◆ **EXERCICE**
Poursuivez la rédaction du texte sur la pyramide des normes de KELSEN à la suite de sa dernière phrase.

◆ **EXTRAIT FOURNI**
Toutes ces règles de droit prolifiques peuvent amener inévitablement à être contradictoires entre elles. Quelle sera la règle qui prévaudra ? Quid du futur de celle qui la contrarie ? Pour résoudre ce problème, les normes ont été hiérarchisées par le juriste Hans KELSEN au cours du XXe siècle dans son ouvrage Théorie pure du droit. Il présente les normes sous la forme d'une pyramide, du sommet à la base, les normes inférieures doivent être conformes à celles supérieures. En France, la norme fondamentale est la Constitution, ensuite suivent le droit international, les normes législatives puis enfin les actes administratifs qui les mettent en application.

Hans KELSEN envisageait cette méthode d'organisation des normes en hiérarchie pour régler les conflits de normes qui pouvaient se présenter. Cependant, sa théorie présente des limites. De manière purement théorique, il s'agirait pour une norme d'être simplement conforme à la norme supérieure quand elle est créée. Or, cela se limite au processus d'adoption de la norme. Il n'est pas question du contenu même de cette norme : ce qui mène aux conflits de règles entre elles. Là réside la limite de la pyramide de KELSEN comme son auteur positiviste l'envisageait. Pour lui, aucune règle n'est fausse ou vraie, seulement un objet de hiérarchisation.

Ainsi, peut-on régler les conflits de normes sur le concept pyramidal de KELSEN qui se veut seulement procédural dans la création de normes ?

Il est simple d'affirmer que la hiérarchie des normes présente aujourd'hui un intérêt pour connaître la norme supérieure à respecter dans l'élaboration d'une règle de droit (I). Mais cela ne règle pas les conflits de normes qui peuvent aller jusqu'à remettre en cause la pyramide de KELSEN (II).


I. Une pyramide de conformité rigide
II. Une hiérarchie souple des contenus


I. Une pyramide de conformité rigide

Hans KELSEN avait une conception positiviste du droit au cours du XXe siècle, il envisageait seulement la systématisation des normes pour les ordonner. Le contenu n'avait pas d'importance. Il suffit que la nouvelle norme respecte la norme supérieure quand elle est élaborée.

◆ **LIGNES DE DONNÉES**
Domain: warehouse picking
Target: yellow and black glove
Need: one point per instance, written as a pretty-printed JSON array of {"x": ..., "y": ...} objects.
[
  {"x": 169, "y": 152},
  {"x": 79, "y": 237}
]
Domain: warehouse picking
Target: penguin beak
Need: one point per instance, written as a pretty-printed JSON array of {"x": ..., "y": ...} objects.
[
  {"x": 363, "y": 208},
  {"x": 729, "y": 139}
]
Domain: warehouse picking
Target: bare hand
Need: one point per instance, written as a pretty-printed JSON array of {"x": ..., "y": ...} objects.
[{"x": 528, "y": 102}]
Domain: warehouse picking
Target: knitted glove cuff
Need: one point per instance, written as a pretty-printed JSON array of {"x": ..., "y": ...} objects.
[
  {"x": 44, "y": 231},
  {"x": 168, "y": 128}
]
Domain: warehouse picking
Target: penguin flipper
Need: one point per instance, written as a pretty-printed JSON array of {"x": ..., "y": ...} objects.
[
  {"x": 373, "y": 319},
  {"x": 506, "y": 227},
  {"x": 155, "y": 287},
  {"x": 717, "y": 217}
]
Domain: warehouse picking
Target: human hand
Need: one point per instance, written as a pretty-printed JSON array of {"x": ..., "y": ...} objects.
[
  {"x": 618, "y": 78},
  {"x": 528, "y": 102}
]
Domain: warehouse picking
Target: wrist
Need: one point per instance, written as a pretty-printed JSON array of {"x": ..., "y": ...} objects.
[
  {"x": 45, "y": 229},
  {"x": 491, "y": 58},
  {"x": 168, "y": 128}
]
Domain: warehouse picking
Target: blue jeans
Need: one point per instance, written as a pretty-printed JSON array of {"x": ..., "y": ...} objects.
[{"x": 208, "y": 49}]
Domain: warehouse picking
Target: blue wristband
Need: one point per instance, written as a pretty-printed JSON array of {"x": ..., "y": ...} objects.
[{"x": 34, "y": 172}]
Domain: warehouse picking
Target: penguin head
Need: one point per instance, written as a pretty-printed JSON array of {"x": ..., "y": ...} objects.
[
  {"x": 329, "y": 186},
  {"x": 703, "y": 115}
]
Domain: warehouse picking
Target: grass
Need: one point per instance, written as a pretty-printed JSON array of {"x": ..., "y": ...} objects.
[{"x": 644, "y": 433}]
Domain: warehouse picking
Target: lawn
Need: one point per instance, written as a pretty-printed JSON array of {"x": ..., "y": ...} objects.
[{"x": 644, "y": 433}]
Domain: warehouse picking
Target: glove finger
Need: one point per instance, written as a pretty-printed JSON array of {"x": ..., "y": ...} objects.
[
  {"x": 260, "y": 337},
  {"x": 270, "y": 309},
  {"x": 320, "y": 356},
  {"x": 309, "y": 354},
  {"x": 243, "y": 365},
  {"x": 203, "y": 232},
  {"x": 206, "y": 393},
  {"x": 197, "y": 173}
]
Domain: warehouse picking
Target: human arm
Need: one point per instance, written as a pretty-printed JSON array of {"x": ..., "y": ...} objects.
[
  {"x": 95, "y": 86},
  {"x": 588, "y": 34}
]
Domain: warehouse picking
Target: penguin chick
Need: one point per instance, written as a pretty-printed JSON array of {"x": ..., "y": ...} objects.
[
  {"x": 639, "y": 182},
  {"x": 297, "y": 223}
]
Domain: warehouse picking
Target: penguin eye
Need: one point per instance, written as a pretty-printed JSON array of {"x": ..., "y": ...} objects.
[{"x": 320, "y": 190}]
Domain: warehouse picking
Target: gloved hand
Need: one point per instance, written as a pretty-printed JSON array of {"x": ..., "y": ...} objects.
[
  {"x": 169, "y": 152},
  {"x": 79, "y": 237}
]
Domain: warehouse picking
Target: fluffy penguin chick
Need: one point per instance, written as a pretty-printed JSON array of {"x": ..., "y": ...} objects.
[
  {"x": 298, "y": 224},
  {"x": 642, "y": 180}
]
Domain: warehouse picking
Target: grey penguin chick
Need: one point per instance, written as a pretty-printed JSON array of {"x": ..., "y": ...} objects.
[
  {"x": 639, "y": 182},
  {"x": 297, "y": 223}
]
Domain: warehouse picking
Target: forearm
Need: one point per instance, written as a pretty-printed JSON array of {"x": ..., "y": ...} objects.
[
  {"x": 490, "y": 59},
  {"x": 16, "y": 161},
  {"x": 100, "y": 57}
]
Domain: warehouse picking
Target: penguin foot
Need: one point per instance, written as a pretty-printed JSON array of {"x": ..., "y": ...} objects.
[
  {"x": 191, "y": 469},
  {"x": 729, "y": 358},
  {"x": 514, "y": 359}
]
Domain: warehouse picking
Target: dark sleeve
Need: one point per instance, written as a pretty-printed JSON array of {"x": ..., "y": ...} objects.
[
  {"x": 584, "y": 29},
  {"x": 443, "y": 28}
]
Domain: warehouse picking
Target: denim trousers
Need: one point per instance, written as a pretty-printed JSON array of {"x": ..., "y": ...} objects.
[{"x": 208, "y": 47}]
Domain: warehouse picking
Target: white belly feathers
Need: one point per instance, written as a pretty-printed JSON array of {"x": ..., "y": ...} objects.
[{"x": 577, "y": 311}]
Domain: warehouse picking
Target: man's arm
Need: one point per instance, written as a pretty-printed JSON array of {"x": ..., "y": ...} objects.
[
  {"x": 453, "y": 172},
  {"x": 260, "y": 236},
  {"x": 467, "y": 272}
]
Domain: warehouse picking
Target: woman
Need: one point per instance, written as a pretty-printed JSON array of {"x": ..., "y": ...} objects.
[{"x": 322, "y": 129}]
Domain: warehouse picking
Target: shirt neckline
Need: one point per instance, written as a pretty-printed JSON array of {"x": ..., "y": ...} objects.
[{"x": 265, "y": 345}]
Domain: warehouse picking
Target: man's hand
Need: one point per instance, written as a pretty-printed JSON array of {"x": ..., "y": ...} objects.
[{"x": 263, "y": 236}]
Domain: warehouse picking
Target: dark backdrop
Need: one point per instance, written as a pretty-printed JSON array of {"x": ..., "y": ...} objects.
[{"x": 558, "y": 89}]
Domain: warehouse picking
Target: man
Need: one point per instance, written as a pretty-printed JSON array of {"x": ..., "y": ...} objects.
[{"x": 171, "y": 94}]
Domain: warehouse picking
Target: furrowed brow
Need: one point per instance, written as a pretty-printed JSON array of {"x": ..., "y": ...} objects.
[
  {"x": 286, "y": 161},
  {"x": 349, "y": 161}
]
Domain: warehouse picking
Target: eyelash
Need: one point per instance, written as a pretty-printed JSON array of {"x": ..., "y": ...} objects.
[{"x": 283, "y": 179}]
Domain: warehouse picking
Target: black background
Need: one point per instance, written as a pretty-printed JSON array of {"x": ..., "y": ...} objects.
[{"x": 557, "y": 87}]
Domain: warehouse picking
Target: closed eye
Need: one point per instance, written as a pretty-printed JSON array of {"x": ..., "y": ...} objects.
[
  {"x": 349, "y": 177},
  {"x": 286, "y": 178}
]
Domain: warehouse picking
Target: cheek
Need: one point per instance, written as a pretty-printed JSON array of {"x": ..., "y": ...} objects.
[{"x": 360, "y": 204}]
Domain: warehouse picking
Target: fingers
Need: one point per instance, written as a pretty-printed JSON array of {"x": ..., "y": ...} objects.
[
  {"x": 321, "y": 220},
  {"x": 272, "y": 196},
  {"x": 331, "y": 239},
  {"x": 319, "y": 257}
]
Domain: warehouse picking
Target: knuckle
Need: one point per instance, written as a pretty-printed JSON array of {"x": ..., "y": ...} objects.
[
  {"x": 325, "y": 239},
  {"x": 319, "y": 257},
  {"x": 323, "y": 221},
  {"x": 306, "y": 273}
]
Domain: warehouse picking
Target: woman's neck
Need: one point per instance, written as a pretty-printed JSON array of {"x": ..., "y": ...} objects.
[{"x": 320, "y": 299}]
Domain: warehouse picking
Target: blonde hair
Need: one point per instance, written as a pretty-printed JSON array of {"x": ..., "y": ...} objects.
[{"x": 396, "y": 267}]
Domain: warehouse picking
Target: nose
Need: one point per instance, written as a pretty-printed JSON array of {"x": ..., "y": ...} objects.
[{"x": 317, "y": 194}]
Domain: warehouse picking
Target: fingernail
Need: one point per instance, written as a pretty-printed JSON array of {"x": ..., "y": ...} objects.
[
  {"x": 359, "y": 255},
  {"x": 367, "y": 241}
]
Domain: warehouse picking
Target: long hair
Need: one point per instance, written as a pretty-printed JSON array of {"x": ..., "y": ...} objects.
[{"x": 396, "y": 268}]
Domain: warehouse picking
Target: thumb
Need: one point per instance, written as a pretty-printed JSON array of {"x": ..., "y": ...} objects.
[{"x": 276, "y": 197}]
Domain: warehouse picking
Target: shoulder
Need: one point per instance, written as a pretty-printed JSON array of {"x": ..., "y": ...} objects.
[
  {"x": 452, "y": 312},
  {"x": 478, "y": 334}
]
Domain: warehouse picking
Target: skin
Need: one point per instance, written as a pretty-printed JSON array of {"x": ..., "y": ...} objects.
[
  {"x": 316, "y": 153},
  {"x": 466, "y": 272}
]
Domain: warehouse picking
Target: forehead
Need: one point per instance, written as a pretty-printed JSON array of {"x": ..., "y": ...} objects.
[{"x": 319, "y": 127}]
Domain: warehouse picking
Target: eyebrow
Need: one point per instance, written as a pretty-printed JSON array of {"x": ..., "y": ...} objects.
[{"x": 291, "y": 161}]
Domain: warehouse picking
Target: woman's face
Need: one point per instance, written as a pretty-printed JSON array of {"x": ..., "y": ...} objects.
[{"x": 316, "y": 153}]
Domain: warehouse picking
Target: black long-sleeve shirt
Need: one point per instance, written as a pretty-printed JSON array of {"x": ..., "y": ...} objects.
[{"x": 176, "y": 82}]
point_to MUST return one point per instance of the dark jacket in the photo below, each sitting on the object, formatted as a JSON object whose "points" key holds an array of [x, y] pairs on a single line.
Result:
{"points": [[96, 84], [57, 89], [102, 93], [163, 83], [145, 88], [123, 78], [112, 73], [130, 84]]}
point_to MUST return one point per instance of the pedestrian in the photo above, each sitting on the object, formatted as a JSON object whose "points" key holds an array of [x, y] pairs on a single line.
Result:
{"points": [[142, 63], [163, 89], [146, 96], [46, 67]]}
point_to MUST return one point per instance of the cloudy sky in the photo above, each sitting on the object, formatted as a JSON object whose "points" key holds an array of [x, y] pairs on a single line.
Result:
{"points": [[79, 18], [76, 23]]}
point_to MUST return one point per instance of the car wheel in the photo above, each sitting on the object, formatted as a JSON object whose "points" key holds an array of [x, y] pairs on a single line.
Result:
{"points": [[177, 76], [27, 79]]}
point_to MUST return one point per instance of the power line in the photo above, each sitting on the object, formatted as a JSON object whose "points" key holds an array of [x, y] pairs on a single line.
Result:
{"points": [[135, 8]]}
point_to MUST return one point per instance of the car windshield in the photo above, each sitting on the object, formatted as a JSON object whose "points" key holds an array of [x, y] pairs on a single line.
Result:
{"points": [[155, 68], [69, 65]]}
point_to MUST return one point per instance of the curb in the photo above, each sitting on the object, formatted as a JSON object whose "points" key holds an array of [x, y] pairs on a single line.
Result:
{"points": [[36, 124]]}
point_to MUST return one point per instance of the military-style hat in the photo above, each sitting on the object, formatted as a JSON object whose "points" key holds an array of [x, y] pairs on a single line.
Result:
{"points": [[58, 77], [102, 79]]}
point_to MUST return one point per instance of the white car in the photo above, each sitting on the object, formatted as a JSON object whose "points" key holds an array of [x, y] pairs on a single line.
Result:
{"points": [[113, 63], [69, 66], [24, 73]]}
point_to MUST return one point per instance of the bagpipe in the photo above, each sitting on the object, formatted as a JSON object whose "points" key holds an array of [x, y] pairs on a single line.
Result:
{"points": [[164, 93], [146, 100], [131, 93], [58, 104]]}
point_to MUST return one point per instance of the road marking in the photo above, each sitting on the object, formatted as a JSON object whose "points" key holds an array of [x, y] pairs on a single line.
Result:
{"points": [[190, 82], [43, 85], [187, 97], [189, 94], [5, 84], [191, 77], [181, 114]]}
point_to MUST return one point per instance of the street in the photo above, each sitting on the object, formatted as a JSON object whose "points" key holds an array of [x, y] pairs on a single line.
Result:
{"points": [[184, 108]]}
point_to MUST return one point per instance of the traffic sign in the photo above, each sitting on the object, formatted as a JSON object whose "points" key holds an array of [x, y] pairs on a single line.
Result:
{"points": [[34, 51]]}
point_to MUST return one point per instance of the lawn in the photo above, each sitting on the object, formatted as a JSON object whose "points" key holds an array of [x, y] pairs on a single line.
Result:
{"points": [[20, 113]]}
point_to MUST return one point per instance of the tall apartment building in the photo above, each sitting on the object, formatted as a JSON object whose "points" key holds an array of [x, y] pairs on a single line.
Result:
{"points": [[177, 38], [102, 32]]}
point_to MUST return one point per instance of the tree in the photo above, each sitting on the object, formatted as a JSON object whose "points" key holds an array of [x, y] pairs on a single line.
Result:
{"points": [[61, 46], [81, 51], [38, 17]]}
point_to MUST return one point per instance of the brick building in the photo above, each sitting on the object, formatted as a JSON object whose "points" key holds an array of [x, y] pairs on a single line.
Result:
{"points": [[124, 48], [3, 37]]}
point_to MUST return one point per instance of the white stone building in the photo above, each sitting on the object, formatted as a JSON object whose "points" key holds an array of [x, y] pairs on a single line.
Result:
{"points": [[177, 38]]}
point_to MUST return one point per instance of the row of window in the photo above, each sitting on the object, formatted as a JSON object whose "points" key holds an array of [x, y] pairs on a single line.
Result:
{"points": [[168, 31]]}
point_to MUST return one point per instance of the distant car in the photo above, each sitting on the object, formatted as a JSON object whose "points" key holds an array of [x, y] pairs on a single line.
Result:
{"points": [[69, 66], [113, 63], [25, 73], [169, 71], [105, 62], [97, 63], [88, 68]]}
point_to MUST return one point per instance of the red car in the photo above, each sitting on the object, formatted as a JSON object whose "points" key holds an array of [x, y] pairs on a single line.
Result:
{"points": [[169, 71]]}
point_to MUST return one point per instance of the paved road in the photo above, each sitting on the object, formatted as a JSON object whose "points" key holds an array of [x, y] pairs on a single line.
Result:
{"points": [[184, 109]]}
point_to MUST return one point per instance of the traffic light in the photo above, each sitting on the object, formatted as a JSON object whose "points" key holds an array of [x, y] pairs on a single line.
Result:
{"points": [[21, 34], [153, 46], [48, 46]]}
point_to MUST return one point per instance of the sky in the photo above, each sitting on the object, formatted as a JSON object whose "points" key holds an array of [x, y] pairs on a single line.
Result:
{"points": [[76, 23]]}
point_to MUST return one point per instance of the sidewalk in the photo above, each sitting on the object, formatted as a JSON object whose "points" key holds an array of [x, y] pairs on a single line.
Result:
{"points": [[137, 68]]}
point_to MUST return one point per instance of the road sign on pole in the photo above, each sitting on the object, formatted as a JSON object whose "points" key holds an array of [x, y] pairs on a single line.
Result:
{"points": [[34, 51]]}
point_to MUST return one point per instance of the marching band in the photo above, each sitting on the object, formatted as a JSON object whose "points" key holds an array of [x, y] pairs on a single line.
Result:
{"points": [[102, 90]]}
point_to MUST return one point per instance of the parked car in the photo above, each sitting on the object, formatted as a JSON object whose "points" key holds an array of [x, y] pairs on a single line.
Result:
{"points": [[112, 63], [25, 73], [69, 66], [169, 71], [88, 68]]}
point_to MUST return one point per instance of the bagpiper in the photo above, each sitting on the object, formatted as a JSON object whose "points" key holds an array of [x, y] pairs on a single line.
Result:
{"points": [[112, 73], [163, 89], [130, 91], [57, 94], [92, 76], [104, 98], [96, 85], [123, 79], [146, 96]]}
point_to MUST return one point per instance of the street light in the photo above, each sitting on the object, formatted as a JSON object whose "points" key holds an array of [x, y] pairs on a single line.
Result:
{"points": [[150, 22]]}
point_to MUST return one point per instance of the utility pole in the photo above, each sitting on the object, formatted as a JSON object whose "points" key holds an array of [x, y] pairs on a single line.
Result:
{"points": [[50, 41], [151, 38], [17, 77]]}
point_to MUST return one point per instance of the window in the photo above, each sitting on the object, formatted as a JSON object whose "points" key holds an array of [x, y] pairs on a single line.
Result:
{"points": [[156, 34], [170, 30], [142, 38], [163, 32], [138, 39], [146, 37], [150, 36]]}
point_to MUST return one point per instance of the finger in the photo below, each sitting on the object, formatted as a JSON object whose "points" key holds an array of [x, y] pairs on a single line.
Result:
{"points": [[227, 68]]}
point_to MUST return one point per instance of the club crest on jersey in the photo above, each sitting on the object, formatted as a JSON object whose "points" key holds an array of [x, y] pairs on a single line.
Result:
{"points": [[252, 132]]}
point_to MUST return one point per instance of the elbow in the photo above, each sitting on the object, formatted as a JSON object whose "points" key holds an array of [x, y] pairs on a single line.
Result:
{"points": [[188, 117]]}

◆ **RÉSULTAT FINAL**
Dans cette optique, il est normal de trouver dans l'État de droit français un contrôle de constitutionnalité de loi lors de sa création. Une loi inconstitutionnelle ne pourrait être adoptée en principe selon la théorie de la pyramide de KELSEN, grâce au contrôle à priori du Conseil Constitutionnel. La validité même de la norme inférieure repose sur sa conformité avec la norme supérieure. Ceci jusqu'à la Constitution, comme norme suprême. Dans un cadre purement théorique, cela peut régler un conflit de normes quand il y a une difficulté verticalement. Un règlement d'application doit être conforme à la loi, qui doit elle-même respecter la Constitution.

Il peut y avoir également une résolution du problème d'un vide juridique. En l'absence de norme spécifique, il faudrait se référer à sa norme supérieure. Ainsi, la pyramide de KELSEN est rigide, car une norme doit respecter la norme supérieure pour être valide. Or, dans la pratique, de nombreuses normes se contredisent pourtant et restent valides. Ce problème est notamment rencontré en présence d'un traité international.

Le droit européen s'est pleinement développé depuis ces dernières décennies. Ces normes de plus en plus nombreuses et l'ordre hiérarchique des normes n'est plus réellement valable face au fond des règles de droit en conflit.


II. Une hiérarchie souple des contenus

Il faut comprendre par cette affirmation de pyramide insuffisante pour une hiérarchie mouvante, l'importance des traités dans cet ordre vertical.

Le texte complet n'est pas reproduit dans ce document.